Text provided:
Is that a typo? Oh, it's not a typo. Ampere really is touting an 80-core 64-bit 7nm Arm server processor dubbed Altra

Ampere will today tear the covers off Altra, its 80-core 64-bit Arm N1 processor for cloud and hyperscaler servers.

Meanwhile, Marvell announced additions to its Octeon TX2 family of Arm microprocessors, including a 36-core 64-bit Arm part, and Xilinx will tout its Alveo U25 network card.

These announcements were timed for the start of the Open Compute Project Global Summit, due to be held in Silicon Valley this week – until the COVID-19 coronavirus outbreak forced its cancellation.

Ampere's Altra: This TSMC-fabricated 7nm-node server-grade microprocessor features up to 80 64-bit CPU cores, arranged in a grid-like cache-coherent mesh, consuming up to 210W per package. The Arm-designed N1 cores are compatible with Armv8.2+, clocked up to 3GHz in turbo mode, and feature a four-wide superscalar pipeline with "aggressive" out-of-order execution.

The processor is aimed at performing search, AI inference, and video transcoding, hosting virtual machines and containers, managing data storage, and running databases and web applications. The target market is telcos and public cloud builders, and hyperscalers who pack their data centers with an incredible amount of generic compute, and use orchestration to dynamically deploy software and services to available systems. Jeff Wittich, senior veep of products at Ampere, told us: "We should see adoption in private cloud as well since we’ve designed for all cloud infrastructures."

Data supplied:

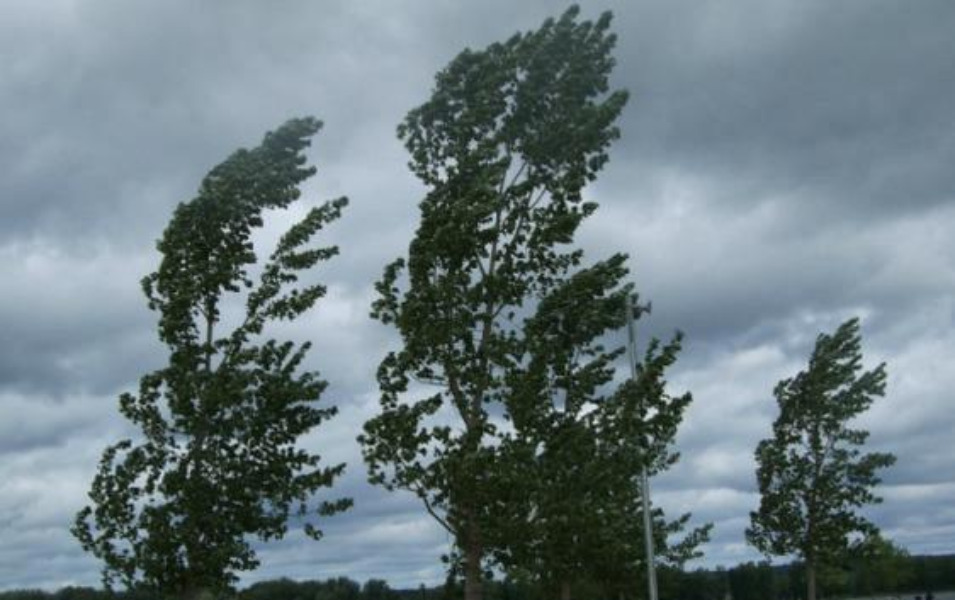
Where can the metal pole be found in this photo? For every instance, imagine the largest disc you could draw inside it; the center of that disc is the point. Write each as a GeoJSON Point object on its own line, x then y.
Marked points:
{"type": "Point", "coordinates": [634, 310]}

---

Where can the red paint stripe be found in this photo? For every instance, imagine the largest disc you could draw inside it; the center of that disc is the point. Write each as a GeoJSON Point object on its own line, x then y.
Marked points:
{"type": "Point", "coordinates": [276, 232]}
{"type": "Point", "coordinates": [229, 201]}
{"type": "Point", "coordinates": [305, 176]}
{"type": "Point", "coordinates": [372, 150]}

About this task: Can you summarize the article on Ampere's Altra processor in two sentences?

Response area: Ampere is unveiling Altra, a TSMC-fabricated 7nm server processor with up to 80 64-bit Arm N1 cores, clocked up to 3GHz in turbo mode and consuming up to 210W per package, in an announcement timed for an Open Compute Project Global Summit that was canceled because of the COVID-19 outbreak. The chip is aimed at work such as search, AI inference, video transcoding, virtual machines, databases and web applications, and it targets telcos, public cloud builders and hyperscalers, though Ampere also expects adoption in private cloud.